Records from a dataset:
=== Section Start ===
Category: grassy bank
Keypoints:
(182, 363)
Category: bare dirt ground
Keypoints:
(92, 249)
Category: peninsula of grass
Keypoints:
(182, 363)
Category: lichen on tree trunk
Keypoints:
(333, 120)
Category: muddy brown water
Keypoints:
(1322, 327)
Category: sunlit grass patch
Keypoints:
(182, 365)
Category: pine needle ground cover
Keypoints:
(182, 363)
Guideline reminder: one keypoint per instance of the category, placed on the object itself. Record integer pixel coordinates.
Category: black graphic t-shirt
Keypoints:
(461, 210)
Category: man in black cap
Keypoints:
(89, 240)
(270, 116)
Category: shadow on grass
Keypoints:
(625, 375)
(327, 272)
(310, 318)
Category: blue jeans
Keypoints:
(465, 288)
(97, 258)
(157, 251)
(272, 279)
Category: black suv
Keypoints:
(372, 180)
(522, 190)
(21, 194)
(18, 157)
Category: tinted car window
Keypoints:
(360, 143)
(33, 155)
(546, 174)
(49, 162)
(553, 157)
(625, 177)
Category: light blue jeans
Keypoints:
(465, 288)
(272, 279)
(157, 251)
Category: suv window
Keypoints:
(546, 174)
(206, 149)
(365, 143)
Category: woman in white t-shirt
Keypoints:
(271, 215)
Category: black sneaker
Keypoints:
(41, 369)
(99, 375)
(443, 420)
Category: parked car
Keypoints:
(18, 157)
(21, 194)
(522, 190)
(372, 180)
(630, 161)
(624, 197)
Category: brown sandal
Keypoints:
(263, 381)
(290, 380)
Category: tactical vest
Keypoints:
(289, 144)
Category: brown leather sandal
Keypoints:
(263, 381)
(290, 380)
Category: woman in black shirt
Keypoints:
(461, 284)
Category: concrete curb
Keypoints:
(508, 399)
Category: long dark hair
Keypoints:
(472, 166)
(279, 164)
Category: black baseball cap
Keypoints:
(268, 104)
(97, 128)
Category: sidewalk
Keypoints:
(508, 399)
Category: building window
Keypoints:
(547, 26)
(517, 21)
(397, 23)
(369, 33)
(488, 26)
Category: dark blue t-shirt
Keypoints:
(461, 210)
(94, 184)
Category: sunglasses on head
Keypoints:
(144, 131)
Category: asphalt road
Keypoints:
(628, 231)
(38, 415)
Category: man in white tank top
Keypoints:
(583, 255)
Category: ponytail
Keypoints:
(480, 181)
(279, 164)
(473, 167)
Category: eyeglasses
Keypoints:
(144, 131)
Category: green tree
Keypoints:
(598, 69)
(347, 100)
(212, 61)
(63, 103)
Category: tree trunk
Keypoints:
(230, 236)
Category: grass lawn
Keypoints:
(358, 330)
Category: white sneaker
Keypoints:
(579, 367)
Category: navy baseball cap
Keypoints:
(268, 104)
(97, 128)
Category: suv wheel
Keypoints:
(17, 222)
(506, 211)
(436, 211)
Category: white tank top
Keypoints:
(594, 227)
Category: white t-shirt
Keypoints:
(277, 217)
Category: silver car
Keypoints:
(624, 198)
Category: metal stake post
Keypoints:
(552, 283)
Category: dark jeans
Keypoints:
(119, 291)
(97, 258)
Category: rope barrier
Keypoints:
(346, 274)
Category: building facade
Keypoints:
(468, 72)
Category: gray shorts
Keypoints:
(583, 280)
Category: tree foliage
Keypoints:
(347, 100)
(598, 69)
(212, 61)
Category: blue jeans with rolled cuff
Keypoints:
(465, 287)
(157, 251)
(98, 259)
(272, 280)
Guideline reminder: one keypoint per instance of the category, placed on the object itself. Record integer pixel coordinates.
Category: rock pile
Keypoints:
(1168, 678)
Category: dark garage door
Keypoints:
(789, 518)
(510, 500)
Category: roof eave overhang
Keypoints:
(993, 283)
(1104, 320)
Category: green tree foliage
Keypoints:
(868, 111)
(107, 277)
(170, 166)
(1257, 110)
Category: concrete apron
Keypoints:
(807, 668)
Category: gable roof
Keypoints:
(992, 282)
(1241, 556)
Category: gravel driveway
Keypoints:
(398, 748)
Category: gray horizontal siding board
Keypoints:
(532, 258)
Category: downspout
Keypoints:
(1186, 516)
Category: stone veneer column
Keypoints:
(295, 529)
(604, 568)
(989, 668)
=== Section End ===
» WHAT NEEDS TO BE DONE
The expected response reproduces all of the data precisely.

» ANSWER AREA
Category: grassy bank
Keypoints:
(182, 363)
Category: bare dirt ground
Keypoints:
(92, 249)
Category: peninsula of grass
Keypoints:
(182, 363)
Category: lichen on tree trunk
Keypoints:
(333, 120)
Category: muddy brown water
Keypoints:
(1322, 327)
Category: sunlit grass patch
Keypoints:
(182, 365)
Category: pine needle ground cover
Keypoints:
(182, 363)
Guideline reminder: one keypoint per instance of the category, placed on the object itself. Record integer pixel coordinates.
Category: black graphic t-shirt
Keypoints:
(461, 210)
Category: man in black cap
Keypoints:
(89, 240)
(270, 116)
Category: shadow on grass
Keypoints:
(625, 375)
(327, 272)
(310, 318)
Category: blue jeans
Keypoints:
(465, 288)
(97, 258)
(157, 251)
(272, 279)
Category: black suv
Keypoints:
(372, 180)
(522, 190)
(21, 194)
(18, 157)
Category: tinted car window
Keypoints:
(360, 143)
(33, 155)
(546, 174)
(49, 162)
(553, 157)
(625, 177)
Category: light blue jeans
Keypoints:
(465, 288)
(272, 279)
(157, 251)
Category: suv window
Keypoints:
(546, 174)
(206, 149)
(365, 143)
Category: woman in white t-shirt
Keypoints:
(271, 215)
Category: black sneaker
Keypoints:
(41, 369)
(99, 375)
(443, 420)
Category: parked car
Keypoints:
(18, 157)
(21, 194)
(522, 190)
(372, 180)
(630, 161)
(624, 197)
Category: brown sandal
Keypoints:
(263, 381)
(290, 380)
Category: tactical vest
Keypoints:
(289, 144)
Category: brown leather sandal
Keypoints:
(263, 381)
(290, 380)
Category: woman in black shirt
Keypoints:
(461, 284)
Category: concrete curb
Keypoints:
(508, 399)
Category: long dark hair
Keypoints:
(472, 166)
(279, 164)
Category: black baseball cap
Keypoints:
(268, 104)
(97, 128)
Category: sidewalk
Keypoints:
(508, 399)
Category: building window
Keypoints:
(547, 26)
(517, 21)
(397, 23)
(369, 33)
(488, 26)
Category: dark blue t-shirt
Keypoints:
(461, 210)
(94, 184)
Category: sunglasses on head
Keypoints:
(144, 131)
Category: asphalt road
Keypoints:
(628, 231)
(38, 415)
Category: man in white tank top
Keypoints:
(583, 255)
Category: ponytail
Keypoints:
(480, 181)
(279, 164)
(473, 167)
Category: eyeglasses
Keypoints:
(144, 131)
Category: green tree
Keypoints:
(598, 69)
(347, 100)
(212, 61)
(63, 103)
Category: tree trunk
Keypoints:
(230, 236)
Category: grass lawn
Keypoints:
(358, 330)
Category: white sneaker
Keypoints:
(579, 367)
Category: navy baseball cap
Keypoints:
(268, 104)
(97, 128)
Category: suv wheel
Keypoints:
(17, 222)
(506, 211)
(436, 211)
Category: white tank top
Keypoints:
(594, 227)
Category: white t-shirt
Keypoints:
(277, 217)
Category: silver car
Keypoints:
(624, 198)
Category: metal stake post
Keypoints:
(552, 283)
Category: dark jeans
Keypoints:
(119, 291)
(97, 258)
Category: rope barrier
Keypoints:
(346, 274)
Category: building facade
Keypoints:
(468, 72)
Category: gray shorts
Keypoints:
(583, 280)
Category: tree foliage
Keypoints:
(347, 100)
(598, 69)
(212, 61)
Category: blue jeans with rolled cuff
Keypoints:
(465, 287)
(157, 251)
(98, 259)
(272, 280)
Guideline reminder: one keypoint per instance of the category, placed on the object itself. Record integer pixel coordinates.
Category: rock pile
Keypoints:
(1168, 678)
Category: dark garage door
Keypoints:
(789, 518)
(510, 500)
Category: roof eave overhang
Keypoints:
(993, 283)
(1104, 320)
Category: green tree foliage
Keypoints:
(868, 111)
(107, 277)
(170, 166)
(1257, 110)
Category: concrete apron
Keypoints:
(807, 668)
Category: gable roof
Keypoints:
(992, 282)
(1241, 556)
Category: gravel driveway
Keypoints:
(398, 748)
Category: gray horizontal siding board
Keypoints:
(532, 258)
Category: downspout
Keypoints:
(1186, 516)
Category: stone veneer column
Keypoints:
(295, 529)
(604, 568)
(989, 668)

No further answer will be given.